▶ RECORDED DATA
........

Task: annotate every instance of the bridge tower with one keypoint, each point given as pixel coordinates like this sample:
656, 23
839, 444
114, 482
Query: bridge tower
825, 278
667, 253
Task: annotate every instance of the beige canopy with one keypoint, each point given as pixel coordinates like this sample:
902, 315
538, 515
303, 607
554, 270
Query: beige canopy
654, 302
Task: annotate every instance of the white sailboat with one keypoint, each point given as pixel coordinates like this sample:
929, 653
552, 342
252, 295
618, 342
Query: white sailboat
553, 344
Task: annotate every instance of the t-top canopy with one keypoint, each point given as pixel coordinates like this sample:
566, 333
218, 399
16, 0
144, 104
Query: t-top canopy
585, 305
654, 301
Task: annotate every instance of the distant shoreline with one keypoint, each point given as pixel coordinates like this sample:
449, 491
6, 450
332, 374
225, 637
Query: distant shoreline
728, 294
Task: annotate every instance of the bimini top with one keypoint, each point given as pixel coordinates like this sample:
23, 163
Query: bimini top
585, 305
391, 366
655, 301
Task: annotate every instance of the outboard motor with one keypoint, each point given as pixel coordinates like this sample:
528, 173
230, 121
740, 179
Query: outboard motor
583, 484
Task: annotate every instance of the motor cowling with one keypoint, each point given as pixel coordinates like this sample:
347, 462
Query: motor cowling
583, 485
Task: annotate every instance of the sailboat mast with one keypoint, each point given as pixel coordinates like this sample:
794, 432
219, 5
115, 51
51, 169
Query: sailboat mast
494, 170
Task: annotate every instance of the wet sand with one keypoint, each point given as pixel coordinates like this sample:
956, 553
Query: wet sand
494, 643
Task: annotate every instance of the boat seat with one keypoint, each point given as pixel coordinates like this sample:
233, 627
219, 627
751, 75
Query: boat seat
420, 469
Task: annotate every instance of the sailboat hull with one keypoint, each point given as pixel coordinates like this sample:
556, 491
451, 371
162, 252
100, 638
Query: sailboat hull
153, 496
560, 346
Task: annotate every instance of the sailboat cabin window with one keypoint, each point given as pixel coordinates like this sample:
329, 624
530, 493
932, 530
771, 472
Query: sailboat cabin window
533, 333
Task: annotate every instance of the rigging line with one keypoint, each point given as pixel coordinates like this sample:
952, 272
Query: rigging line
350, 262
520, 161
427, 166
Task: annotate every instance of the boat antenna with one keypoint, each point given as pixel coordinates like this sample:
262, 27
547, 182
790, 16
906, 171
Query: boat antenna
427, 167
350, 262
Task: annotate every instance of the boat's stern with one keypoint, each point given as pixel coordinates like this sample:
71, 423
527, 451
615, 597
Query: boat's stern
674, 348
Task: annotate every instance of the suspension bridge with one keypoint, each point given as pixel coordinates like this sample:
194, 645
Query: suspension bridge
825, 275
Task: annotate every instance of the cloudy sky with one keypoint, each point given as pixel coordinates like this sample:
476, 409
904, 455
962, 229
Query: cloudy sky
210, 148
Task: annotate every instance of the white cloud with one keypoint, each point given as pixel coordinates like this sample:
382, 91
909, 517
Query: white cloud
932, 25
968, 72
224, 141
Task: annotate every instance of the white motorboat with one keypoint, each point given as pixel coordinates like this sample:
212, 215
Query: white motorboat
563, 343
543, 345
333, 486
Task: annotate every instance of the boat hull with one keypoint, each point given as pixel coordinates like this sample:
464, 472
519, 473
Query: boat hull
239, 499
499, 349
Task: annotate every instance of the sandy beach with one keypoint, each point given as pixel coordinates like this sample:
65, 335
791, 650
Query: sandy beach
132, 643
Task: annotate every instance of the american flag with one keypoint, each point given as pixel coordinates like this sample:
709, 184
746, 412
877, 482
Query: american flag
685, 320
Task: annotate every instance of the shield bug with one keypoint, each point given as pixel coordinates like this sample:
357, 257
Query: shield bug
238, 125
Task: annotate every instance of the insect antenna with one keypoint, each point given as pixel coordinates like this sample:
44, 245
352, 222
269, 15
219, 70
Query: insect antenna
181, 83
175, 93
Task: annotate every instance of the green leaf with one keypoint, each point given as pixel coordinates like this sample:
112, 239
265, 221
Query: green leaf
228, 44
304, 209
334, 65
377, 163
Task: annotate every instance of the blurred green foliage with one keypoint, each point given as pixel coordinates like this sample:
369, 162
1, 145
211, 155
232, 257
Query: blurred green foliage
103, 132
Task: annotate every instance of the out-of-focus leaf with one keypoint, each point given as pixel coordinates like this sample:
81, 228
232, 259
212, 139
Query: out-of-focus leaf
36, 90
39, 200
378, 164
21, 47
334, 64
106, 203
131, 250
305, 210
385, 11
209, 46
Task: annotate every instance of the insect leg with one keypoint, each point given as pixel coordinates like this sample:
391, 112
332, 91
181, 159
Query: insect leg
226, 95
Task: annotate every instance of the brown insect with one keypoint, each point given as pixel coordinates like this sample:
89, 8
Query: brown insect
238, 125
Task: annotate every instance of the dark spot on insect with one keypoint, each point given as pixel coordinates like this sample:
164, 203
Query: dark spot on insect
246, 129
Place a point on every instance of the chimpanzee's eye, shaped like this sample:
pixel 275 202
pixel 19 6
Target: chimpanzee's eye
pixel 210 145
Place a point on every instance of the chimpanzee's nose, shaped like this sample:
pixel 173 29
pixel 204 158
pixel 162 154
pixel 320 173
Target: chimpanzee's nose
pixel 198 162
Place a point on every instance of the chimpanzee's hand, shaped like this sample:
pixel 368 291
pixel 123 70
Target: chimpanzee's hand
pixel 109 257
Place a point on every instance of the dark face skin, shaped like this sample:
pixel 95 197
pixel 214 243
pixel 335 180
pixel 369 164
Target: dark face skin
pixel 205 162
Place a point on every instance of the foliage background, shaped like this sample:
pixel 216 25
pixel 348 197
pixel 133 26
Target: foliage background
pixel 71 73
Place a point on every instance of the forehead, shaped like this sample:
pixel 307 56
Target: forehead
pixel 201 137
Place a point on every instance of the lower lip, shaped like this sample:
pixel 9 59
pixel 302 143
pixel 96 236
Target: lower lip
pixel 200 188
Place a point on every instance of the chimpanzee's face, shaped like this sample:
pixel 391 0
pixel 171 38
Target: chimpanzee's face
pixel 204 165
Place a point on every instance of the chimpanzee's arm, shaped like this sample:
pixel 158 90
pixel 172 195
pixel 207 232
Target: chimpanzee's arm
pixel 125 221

........

▶ SHORT EXERCISE
Output the whole listing above again, word for word.

▶ EXERCISE RESPONSE
Task: annotate every instance of the bridge tower with one keypoint, each point given as pixel coordinates like this sample:
656, 23
839, 444
114, 482
Query: bridge tower
825, 278
667, 253
Task: annotate every instance of the beige canopy with one keypoint, each point given as pixel coordinates like this sample:
902, 315
538, 515
303, 607
554, 270
Query: beige canopy
654, 302
Task: annotate every instance of the white sailboat with one keypoint, each point given as pixel coordinates like this sample:
929, 653
552, 342
252, 295
618, 342
Query: white sailboat
553, 344
Task: annotate every instance of the t-top canopy with one keypoint, each point given as pixel coordinates like this sample:
566, 333
218, 399
16, 0
144, 104
Query: t-top canopy
585, 305
654, 301
Task: annotate every instance of the distant shoreline with one keypoint, each point given as pixel coordinates like this sample:
449, 491
6, 450
332, 374
225, 637
Query: distant shoreline
728, 294
Task: annotate every instance of the bimini top with one keypoint, each point given as pixel coordinates like this sample:
23, 163
Query: bimini top
585, 305
391, 366
655, 301
Task: annotate every instance of the outboard motor with one keypoint, each point given as pixel coordinates like this sample:
528, 173
230, 121
740, 179
Query: outboard motor
583, 484
Task: annotate every instance of the motor cowling with one keypoint, each point given as pixel coordinates like this sample:
347, 462
Query: motor cowling
583, 485
Task: annotate every instance of the sailboat mast with one keypoint, each point given as pixel coordinates like this sample:
794, 432
219, 5
115, 51
51, 169
Query: sailboat mast
494, 170
Task: annotate every instance of the wet sand with one keypoint, each point given as pixel coordinates like this sample:
956, 553
Query: wet sand
494, 643
Task: annotate every instance of the boat seat with one keypoint, each point given as pixel coordinates like this sample:
233, 627
219, 627
751, 75
Query: boat seat
420, 469
Task: annotate every instance of the sailboat hull with one keypoint, each point given as pixel coordinates like this sample:
556, 491
451, 371
162, 252
100, 638
Query: sailboat hull
153, 496
560, 346
Task: annotate every instance of the sailboat cabin window with one keypoint, each point given as pixel coordinates like this sample:
329, 624
530, 493
932, 530
771, 472
Query: sailboat cabin window
533, 333
Task: annotate every instance of the rigging line with one keypoint, each point given as pixel coordinates like this sample:
952, 272
Query: rigging line
350, 262
520, 161
427, 166
Task: annotate every instance of the boat antenna with one keypoint, each point given as pixel coordinates like this sample:
262, 27
547, 182
790, 16
906, 171
Query: boat antenna
427, 167
350, 262
Task: annotate every instance of the boat's stern with one keypoint, each point given as pixel coordinates like this sample:
71, 423
527, 451
615, 597
Query: boat's stern
674, 348
Task: annotate every instance of the suspension bridge with one keypoint, each point given as pixel coordinates like this sample:
194, 645
Query: suspension bridge
825, 275
Task: annotate every instance of the cloudy sky with one keypoint, each point given as pixel coordinates like this sample:
476, 409
904, 455
962, 229
Query: cloudy sky
210, 148
Task: annotate every instance of the white cloud with one keypoint, each point given as pixel coordinates like this sample:
382, 91
909, 517
Query: white cloud
932, 25
968, 72
224, 141
Task: annotate every instance of the white motorboat with one keypoint, each point given as pixel coordinates like this sample:
212, 215
Query: white motorboat
563, 343
543, 345
333, 486
Task: annotate every instance of the boat hull with one keypoint, each point given as pixel coordinates like this sample:
464, 472
519, 473
Query: boat hull
239, 499
499, 349
Task: annotate every instance of the sandy beach with one keypoint, each point given as pixel coordinates like this sample:
65, 335
791, 650
Query: sandy beach
132, 643
Task: annotate every instance of the american flag with one keypoint, each point given as pixel coordinates like this sample:
709, 184
746, 412
877, 482
Query: american flag
685, 320
Task: annotate every instance of the shield bug with one keypoint, each point given as pixel coordinates like this sample:
357, 257
Query: shield bug
238, 125
Task: annotate every instance of the insect antenna with one keypoint, each point given as pixel coordinates like this sample:
44, 245
352, 222
269, 15
219, 70
Query: insect antenna
181, 83
175, 93
Task: annotate every instance of the green leaf with one keypoint, each point given as pixel coordinates like this sample:
112, 239
265, 221
Query: green leaf
228, 44
304, 209
334, 65
377, 163
Task: annotate every instance of the blurred green foliage with one keypoint, each point given as pixel coordinates like this sample:
369, 162
1, 145
211, 155
232, 257
Query: blurred green foliage
103, 132
Task: annotate every instance of the out-of-focus leaf with one keypoint, each point given as pixel coordinates like this sample:
81, 228
232, 259
212, 139
Query: out-of-focus leaf
36, 90
39, 200
378, 164
21, 47
334, 64
106, 203
131, 250
305, 210
385, 11
209, 46
Task: annotate every instance of the insect leg with one keypoint, each point given as pixel coordinates like this sample:
391, 112
332, 91
181, 159
Query: insect leg
226, 95
Task: annotate every instance of the brown insect with one keypoint, each point given as pixel coordinates like this sample:
89, 8
Query: brown insect
238, 125
Task: annotate every instance of the dark spot on insect with one keypoint, each point given as pixel coordinates like this sample:
164, 203
Query: dark spot on insect
246, 129
Place a point on every instance of the chimpanzee's eye, shaped like this sample:
pixel 275 202
pixel 19 6
Target: chimpanzee's eye
pixel 210 145
Place a point on every instance of the chimpanzee's nose, shaped like this sample:
pixel 173 29
pixel 204 158
pixel 162 154
pixel 320 173
Target: chimpanzee's nose
pixel 198 162
Place a point on every instance of the chimpanzee's hand, shaped like this sample:
pixel 368 291
pixel 123 70
Target: chimpanzee's hand
pixel 109 257
Place a point on every instance of the dark face skin, shaped like this sample:
pixel 95 197
pixel 214 243
pixel 335 180
pixel 369 164
Target: dark face skin
pixel 205 162
Place a point on every instance of the foliage background, shaped like this sample:
pixel 216 25
pixel 348 197
pixel 133 26
Target: foliage background
pixel 71 73
Place a point on every instance of the forehead, shaped like this sample:
pixel 307 56
Target: forehead
pixel 201 137
Place a point on every instance of the lower lip, shaped like this sample:
pixel 9 59
pixel 302 143
pixel 96 236
Target: lower lip
pixel 200 188
Place a point on every instance of the chimpanzee's face, shaped like this sample:
pixel 391 0
pixel 171 38
Target: chimpanzee's face
pixel 204 165
Place a point on every instance of the chimpanzee's arm, shaped like this sample:
pixel 158 90
pixel 172 195
pixel 207 232
Target: chimpanzee's arm
pixel 125 221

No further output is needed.